*Selection:*
----------
Sidney ABBOTT, Plaintiff
v.
Randon BRAGDON, D.M.D., Defendant.
Civ. No. 94-073-B.
United States District Court, D. Maine.
July 25, 1995.*100 David G. Webbert, Law Offices of Philip Johnson, Augusta, ME and Bennett H. Klein, Gay & Lesbian Advocates & Defenders Aids Law Project, Boston, MA, for plaintiff.
John W. McCarthy, Rudman & Winchell, Bangor, ME and Charles E. Gilbert III, Gilbert Law Offices, P.A., Bangor, ME, for defendant.
ORDER DENYING PLAINTIFF'S MOTION TO AMEND HER COMPLAINT
BRODY, District Judge.
----------
*Supplied data:*
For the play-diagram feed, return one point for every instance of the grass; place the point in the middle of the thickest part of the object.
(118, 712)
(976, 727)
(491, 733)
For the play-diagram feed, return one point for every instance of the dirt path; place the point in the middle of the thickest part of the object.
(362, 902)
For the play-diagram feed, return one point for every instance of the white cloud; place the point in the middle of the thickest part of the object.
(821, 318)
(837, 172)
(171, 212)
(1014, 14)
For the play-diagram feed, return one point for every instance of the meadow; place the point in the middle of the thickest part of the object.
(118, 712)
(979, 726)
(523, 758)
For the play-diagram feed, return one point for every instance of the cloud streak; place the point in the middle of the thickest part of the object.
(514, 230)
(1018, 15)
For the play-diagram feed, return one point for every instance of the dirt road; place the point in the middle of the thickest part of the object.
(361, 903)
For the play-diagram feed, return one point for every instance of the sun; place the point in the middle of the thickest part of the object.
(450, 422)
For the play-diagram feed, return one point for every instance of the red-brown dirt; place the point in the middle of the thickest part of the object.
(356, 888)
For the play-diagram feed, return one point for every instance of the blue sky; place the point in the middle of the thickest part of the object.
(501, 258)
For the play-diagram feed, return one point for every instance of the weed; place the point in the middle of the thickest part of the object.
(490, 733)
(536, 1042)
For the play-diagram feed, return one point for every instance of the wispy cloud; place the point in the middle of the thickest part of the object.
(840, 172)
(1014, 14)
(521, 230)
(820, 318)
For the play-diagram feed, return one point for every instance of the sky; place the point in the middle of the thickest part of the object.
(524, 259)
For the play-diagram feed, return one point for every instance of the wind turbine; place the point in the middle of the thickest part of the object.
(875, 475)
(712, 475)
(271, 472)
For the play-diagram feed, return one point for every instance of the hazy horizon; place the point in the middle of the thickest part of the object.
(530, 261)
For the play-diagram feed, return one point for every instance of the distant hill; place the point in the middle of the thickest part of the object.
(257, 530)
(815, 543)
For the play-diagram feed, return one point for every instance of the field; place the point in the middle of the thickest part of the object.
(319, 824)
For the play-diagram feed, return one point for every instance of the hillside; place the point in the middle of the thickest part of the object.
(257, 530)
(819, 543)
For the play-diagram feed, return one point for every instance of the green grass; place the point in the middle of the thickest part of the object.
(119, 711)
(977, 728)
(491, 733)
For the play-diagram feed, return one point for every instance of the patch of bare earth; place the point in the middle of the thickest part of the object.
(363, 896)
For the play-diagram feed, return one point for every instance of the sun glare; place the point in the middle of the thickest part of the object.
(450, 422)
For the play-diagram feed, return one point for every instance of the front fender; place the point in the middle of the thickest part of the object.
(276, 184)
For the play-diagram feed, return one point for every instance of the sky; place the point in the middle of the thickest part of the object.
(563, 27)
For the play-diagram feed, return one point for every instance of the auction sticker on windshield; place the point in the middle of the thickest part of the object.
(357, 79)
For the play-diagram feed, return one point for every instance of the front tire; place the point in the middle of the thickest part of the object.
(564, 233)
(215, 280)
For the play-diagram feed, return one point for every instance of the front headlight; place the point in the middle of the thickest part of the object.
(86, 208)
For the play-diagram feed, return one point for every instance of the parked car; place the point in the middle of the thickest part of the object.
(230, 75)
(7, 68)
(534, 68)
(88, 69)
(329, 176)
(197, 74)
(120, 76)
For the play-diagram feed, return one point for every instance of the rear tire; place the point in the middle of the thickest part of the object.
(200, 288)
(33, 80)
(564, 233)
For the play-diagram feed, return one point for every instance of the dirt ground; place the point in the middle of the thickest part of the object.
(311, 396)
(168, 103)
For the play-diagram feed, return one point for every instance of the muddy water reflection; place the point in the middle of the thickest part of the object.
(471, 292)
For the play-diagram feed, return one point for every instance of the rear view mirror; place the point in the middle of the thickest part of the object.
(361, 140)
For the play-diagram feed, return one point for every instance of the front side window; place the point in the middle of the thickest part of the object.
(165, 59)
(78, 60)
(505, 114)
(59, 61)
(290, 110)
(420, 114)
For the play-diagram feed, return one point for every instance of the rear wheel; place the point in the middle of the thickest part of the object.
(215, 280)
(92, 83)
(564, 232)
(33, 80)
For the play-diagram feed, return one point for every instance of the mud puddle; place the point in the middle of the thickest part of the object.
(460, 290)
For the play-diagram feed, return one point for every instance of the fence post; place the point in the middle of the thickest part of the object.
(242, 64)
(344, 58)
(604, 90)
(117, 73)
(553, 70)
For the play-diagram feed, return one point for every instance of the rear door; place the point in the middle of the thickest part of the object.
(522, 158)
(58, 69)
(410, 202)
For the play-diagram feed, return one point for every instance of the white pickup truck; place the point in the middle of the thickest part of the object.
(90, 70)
----------
*Tasks and exercises:*
(a) Return the part of the Abbott v. Bragdon order starting with "July 25, 1995.*100" and going on through "MA, for plaintiff.", word for word.
(b) Carry the Abbott v. Bragdon order further from the point where it stops.
The items are separate material from the Abbott v. Bragdon order.

*Task answers:*
(a)
July 25, 1995.*100 David G. Webbert, Law Offices of Philip Johnson, Augusta, ME and Bennett H. Klein, Gay & Lesbian Advocates & Defenders Aids Law Project, Boston, MA, for plaintiff.

(b)
Plaintiff Sidney Abbott moves to amend her complaint in her action against Defendant Dr. Randon Bragdon alleging discrimination in violation of the Americans with Disabilities Act ("ADA") and the Maine Human Rights Act ("MHRA"). Until now, Abbott's complaint has included a claim for civil penal damages asserted pursuant to 5 M.R.S.A. § 4613(2)(B)(7). She now moves to amend her Complaint in order to withdraw that claim. For the reasons that follow, Plaintiff's Motion to Amend is denied.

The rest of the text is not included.